LISTED RECORDS |
++++++++++

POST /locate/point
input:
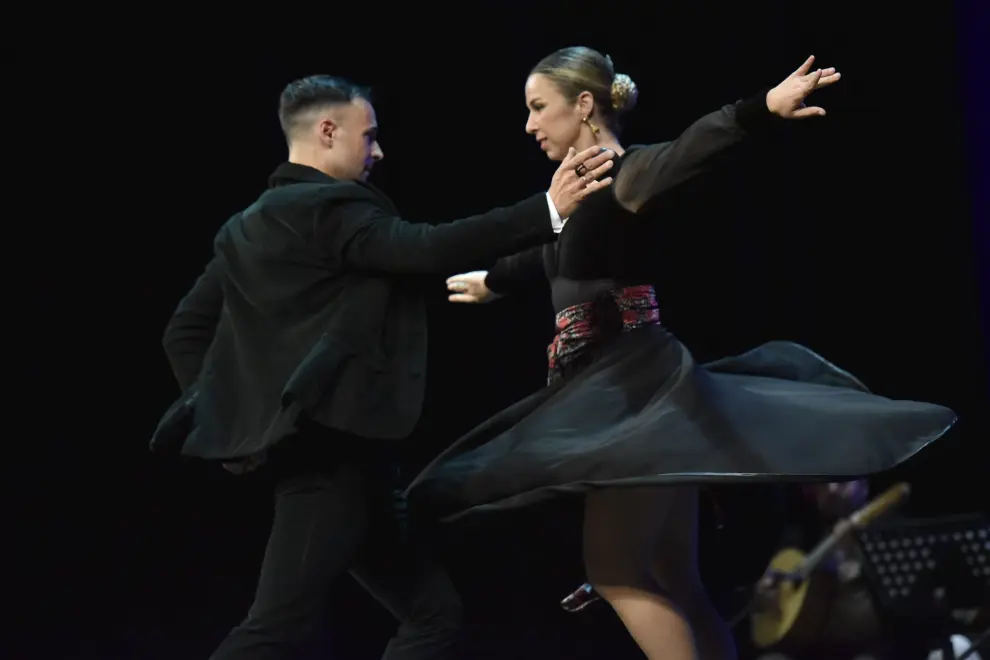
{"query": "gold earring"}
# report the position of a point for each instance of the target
(594, 129)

++++++++++

WHAT IS ASKED | Please list each line of the listing above that contains the string "point".

WORKED SOLUTION |
POST /locate/point
# report the position of a point for each instance of the target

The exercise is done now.